> _Work required_: Retype each record below word for word. Leave the pictures out.

> _Records for processing_:

◇ ◇ ◇ ◇

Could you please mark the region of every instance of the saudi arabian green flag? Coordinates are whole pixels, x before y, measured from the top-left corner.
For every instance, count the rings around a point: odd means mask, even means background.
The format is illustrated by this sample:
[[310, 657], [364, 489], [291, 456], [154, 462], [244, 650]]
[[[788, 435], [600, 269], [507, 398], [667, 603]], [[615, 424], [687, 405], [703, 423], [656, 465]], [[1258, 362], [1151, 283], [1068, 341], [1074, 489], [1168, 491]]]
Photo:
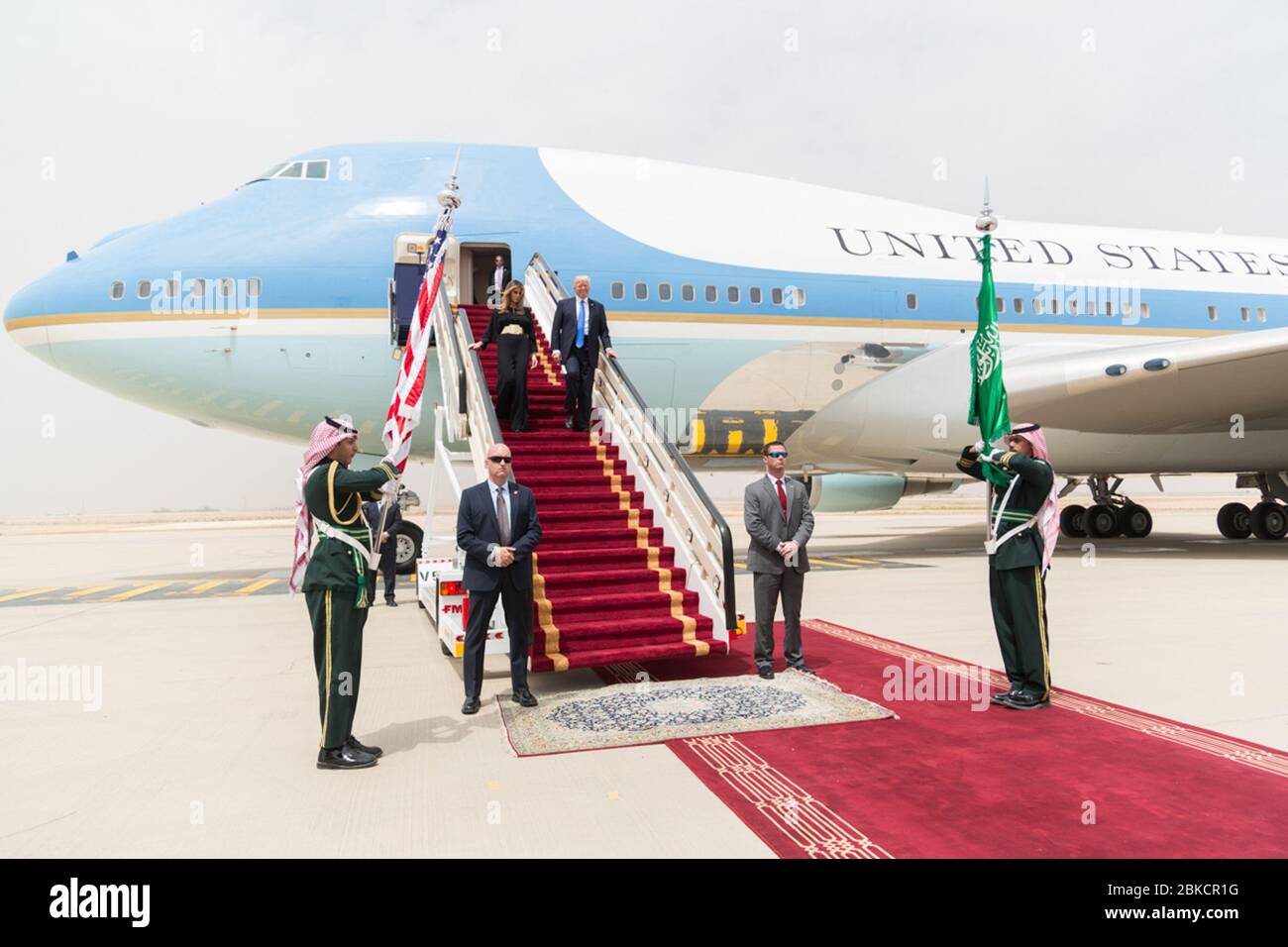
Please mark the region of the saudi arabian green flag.
[[[979, 425], [980, 439], [992, 445], [1011, 433], [1006, 410], [1006, 385], [1002, 384], [1002, 336], [997, 331], [997, 301], [993, 292], [993, 238], [984, 234], [984, 246], [975, 259], [984, 267], [979, 283], [979, 323], [970, 341], [970, 415], [967, 421]], [[984, 477], [990, 483], [1006, 486], [1007, 477], [993, 464], [984, 464]]]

◇ ◇ ◇ ◇

> _Correct answer_:
Could you please mark the region of every instance of the saudi arabian green flag? Coordinates are whole pixels, x before y, measured from the top-left corner.
For every instance, count the rings around a point: odd means mask, even means background.
The format is illustrated by this sample:
[[310, 657], [364, 489], [291, 456], [154, 462], [244, 650]]
[[[788, 435], [600, 269], [507, 398], [667, 603]], [[615, 424], [687, 405], [703, 423], [656, 465]], [[1258, 362], [1151, 283], [1068, 341], [1074, 489], [1168, 491]]]
Photo:
Please mark the region of the saudi arabian green flag.
[[[979, 425], [980, 439], [992, 445], [1011, 433], [1006, 410], [1006, 385], [1002, 384], [1002, 336], [997, 331], [997, 301], [993, 292], [993, 238], [984, 234], [984, 246], [975, 259], [984, 267], [979, 283], [979, 323], [970, 341], [970, 415], [967, 421]], [[984, 477], [990, 483], [1006, 486], [1007, 477], [993, 464], [984, 464]]]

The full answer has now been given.